[Action item]: Output the lines of the material exactly as they stand, beginning at the first line and continuing through the line that contains "positive clicks: (409, 402) (413, 398)".

Material provided: Begin

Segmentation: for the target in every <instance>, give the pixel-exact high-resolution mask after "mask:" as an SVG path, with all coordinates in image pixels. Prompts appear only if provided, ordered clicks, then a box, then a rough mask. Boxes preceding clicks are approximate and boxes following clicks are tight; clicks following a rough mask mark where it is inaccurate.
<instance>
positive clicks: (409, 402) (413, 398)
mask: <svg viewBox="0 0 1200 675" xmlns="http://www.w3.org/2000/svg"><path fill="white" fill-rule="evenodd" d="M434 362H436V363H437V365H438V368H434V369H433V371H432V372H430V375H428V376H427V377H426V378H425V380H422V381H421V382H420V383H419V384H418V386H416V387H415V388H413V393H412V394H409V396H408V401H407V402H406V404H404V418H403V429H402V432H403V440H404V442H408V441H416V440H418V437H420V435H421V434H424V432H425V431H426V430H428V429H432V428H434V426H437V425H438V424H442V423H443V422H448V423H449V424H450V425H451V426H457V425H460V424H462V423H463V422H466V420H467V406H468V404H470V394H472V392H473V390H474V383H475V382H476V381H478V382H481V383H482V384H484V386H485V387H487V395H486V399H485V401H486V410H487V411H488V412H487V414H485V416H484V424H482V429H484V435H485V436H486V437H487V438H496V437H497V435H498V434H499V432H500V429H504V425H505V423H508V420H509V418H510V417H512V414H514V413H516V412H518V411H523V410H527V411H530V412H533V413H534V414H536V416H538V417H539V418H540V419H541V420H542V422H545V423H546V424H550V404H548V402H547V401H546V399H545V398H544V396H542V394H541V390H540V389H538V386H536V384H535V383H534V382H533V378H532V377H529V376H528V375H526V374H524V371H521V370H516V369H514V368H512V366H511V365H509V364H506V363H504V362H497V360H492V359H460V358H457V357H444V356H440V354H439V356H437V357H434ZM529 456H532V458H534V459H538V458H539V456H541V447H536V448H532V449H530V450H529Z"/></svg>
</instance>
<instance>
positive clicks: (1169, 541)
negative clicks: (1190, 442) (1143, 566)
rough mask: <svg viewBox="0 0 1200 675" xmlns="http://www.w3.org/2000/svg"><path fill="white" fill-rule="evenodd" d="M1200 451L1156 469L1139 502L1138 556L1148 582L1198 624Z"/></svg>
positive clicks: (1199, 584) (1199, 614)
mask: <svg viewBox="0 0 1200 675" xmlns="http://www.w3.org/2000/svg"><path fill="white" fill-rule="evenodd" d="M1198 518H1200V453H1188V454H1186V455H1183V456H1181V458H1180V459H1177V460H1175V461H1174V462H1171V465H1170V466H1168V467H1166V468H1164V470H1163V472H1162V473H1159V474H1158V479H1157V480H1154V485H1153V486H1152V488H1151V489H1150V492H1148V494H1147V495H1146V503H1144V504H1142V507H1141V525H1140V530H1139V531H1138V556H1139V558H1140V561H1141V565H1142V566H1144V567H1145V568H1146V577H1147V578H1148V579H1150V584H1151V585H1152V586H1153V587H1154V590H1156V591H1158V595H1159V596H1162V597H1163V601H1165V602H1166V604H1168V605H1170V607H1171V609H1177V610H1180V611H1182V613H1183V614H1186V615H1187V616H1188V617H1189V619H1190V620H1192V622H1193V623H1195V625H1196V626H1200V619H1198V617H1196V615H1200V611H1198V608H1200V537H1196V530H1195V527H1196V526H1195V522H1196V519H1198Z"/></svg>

Material provided: End

[Answer to this exercise]:
Segmentation: for the target in every <instance>, give the pixel-exact high-resolution mask after "mask:" as an SVG path, with all coordinates in image pixels. Prompts appear only if provided, ordered clicks, then a box, then a rough mask. Boxes preceding clicks are approximate and boxes following clicks are tight; clicks following a rough mask mark where it is inaccurate.
<instance>
positive clicks: (409, 402) (413, 398)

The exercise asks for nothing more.